- _CHALLENGES_
• 1. Extract the passage from the Teiken Boxing Gym text word for word, beginning at the words "- Website: TEIKEN.COM" and stopping after the words "junior featherweight boxer.".
• 2. Continue the text on Teiken Boxing Gym from the point where it stops.
--- start of TEXT SECTION ---
Teiken Boxing Gym 帝拳ボクシングジム
- Formation: 1926; 100 years ago
- Type: Japan-based boxing club
- Legal status: Active
- Headquarters: Tokyo, Japan
- Location: Kagurazaka, Shinjuku, Tokyo;
- Coordinates: 35°42′3″N 139°44′32.3″E﻿ / ﻿35.70083°N 139.742306°E
- Official language: Japanese
- Founder: Sadayuki Ogino
- Founding president: Munehide Tanabe
- Current president: Akihiko Honda
- Representative: Tsuyoshi Hamada
- Key people: Haru Nagano (manager) Isamu Kuwata (ex-trainer) Sendai Tanaka (ex-trainer) Yūichi Kasai (trainer) Shin Yamato (trainer)
- Website: TEIKEN.COM

= Teiken Boxing Gym =

Japanese traditional boxing club

The founder of Teiken Boxing Gym, Sadayuki Ogino (1901–1970), during his career as an active junior featherweight boxer.

Teiken Boxing Gym (帝拳ボクシングジム) is a Japanese traditional boxing club based in the Kagurazaka neighborhood of Shinjuku, Tokyo, Japan. Dating back to 1926, Teiken Boxing Gym manages professional boxers as a member of the East Japan Boxing Association (東日本ボクシング協会), a subsidiary body of Japan Pro Boxing Association (日本プロボクシング協会). Its president is the International Boxing Hall of Famer Akihiko Honda (本田 明彦), its representative is Tsuyoshi Hamada (浜田 剛史), and the long-time female manager is Haru Nagano (長野 ハル). In order to distinguish from three related clubs i.e. Osaka Teiken Boxing Gym, Fukuoka Teiken Boxing Gym, and Hachinohe Teiken Boxing Gym, it is often referred to as "Teiken (Boxing) Gym in Tokyo" or "Tokyo's Teiken (Boxing) Gym".
--- end of TEXT SECTION ---
--- start of MATERIAL SHOWN ---
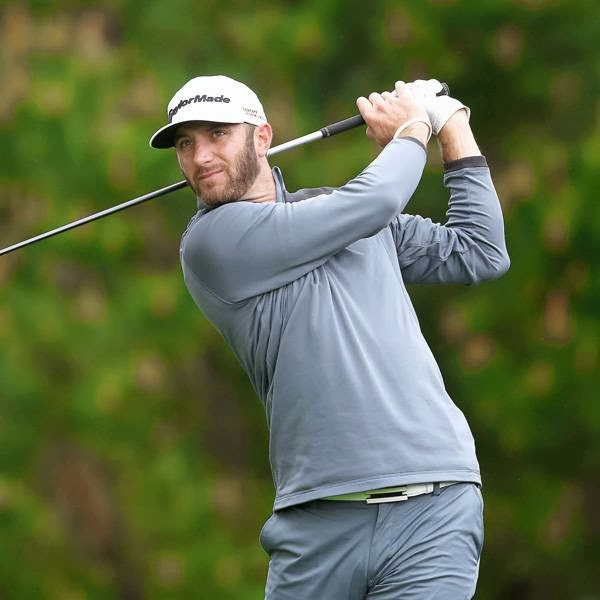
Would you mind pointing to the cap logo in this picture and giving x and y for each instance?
(194, 99)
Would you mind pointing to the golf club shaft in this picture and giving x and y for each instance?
(327, 131)
(324, 132)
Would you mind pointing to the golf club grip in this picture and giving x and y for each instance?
(357, 120)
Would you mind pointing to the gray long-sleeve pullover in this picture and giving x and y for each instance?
(309, 293)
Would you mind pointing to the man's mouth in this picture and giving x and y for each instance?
(208, 175)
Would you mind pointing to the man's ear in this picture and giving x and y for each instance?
(263, 135)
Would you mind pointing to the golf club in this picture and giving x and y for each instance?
(324, 132)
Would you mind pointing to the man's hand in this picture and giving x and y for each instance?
(439, 108)
(394, 114)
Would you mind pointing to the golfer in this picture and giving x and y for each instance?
(377, 484)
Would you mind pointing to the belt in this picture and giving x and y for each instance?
(393, 494)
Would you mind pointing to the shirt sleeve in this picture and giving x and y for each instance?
(470, 246)
(243, 249)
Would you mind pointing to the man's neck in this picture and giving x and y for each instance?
(263, 189)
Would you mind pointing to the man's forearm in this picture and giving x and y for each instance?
(456, 139)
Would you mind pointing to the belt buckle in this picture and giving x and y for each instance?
(397, 496)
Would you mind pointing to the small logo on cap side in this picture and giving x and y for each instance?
(194, 99)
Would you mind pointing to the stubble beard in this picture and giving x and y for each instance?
(242, 173)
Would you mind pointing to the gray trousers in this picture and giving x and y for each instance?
(423, 548)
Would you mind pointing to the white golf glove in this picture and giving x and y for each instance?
(439, 108)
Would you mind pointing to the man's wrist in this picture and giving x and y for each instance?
(456, 138)
(418, 128)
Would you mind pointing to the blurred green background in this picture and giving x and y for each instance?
(133, 453)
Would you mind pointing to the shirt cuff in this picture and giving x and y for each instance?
(464, 163)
--- end of MATERIAL SHOWN ---
- _FINAL RESULTS_
• 1.
- Website: TEIKEN.COM

= Teiken Boxing Gym =

Japanese traditional boxing club

The founder of Teiken Boxing Gym, Sadayuki Ogino (1901–1970), during his career as an active junior featherweight boxer.

• 2.
Teiken Promotions Inc. in Sakae-chō, Kita, Tokyo, also headed by the boxing promoter Akihiko Honda, is the managerial and promotional company for the Teiken Boxing Gyms and other worldwide professional boxers, as well as supervising the boxers' training. While Teiken Promotions has so far directed world champions such as Jirō Watanabe who belonged to Osaka Teiken Boxing Gym, Genaro Hernández, David Griman, José Luis Bueno, Eloy Rojas, César Bazán, Alexander Muñoz, Edwin Valero, Román González et al., Teiken Boxing Gym has brought up similarly the world champions Masao Ōba, Tsuyoshi Hamada, Jorge Linares, Toshiaki Nishioka, Takahiro Aō, Akifumi Shimoda, Shinsuke Yamanaka, Toshiyuki Igarashi, Takashi Miura et al.

Besides, Teiken Promotions has provided boxing television programs on Nippon Television (under the auspices of the Hochi Shimbun), Nittele G+ and WOWOW. This article primarily focuses on Teiken Boxing Gym in Tokyo, while featuring the major activities of Teiken Promotions.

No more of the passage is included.